DATASET EXTRACT:
++++++++

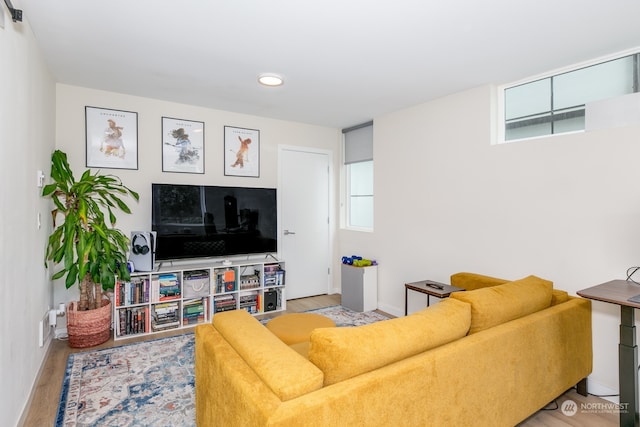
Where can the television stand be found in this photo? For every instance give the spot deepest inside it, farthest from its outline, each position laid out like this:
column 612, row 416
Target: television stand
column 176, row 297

++++++++

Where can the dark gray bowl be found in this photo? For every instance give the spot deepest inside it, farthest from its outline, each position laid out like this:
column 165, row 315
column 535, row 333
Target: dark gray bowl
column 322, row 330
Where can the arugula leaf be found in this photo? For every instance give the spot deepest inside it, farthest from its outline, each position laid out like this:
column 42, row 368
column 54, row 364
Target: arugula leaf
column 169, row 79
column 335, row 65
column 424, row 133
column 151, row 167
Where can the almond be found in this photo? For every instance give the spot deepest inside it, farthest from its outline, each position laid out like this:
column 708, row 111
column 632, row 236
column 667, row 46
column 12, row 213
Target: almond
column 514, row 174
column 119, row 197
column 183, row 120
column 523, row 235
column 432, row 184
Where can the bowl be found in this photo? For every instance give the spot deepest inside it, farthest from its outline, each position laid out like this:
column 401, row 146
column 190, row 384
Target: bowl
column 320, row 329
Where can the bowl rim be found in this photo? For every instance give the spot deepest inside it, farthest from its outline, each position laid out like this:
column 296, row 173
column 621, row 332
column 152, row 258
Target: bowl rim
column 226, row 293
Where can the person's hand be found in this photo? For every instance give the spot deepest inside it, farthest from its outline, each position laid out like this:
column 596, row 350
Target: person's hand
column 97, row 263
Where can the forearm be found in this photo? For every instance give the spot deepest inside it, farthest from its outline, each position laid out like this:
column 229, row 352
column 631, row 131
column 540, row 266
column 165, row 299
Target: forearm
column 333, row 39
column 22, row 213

++++++++

WHAT IS NEEDED:
Give back, unchanged, the run of lines in the listing above that begins at the line containing "Where can the bowl be" and ends at the line containing "column 631, row 131", both included.

OUTPUT FOR THIS EXERCISE:
Where can the bowl be found in this photo? For every instance give the spot deepest inside it, farthest from its outline, each position laid out like this:
column 401, row 146
column 190, row 384
Target: bowl
column 320, row 329
Where can the bowl rim be found in this photo? For every instance give the spot deepest inside it, farthest from its outline, each position laid out like this:
column 296, row 173
column 621, row 332
column 152, row 258
Target: bowl rim
column 226, row 293
Where can the person's hand be found in this photo? For every instance give the spot deepest inside it, farthest from its outline, each position laid out like this:
column 596, row 350
Target: person's hand
column 97, row 263
Where can the forearm be found in this photo? For every instance give the spot deepest inside it, farthest from its outline, each position laid out like this:
column 229, row 352
column 631, row 131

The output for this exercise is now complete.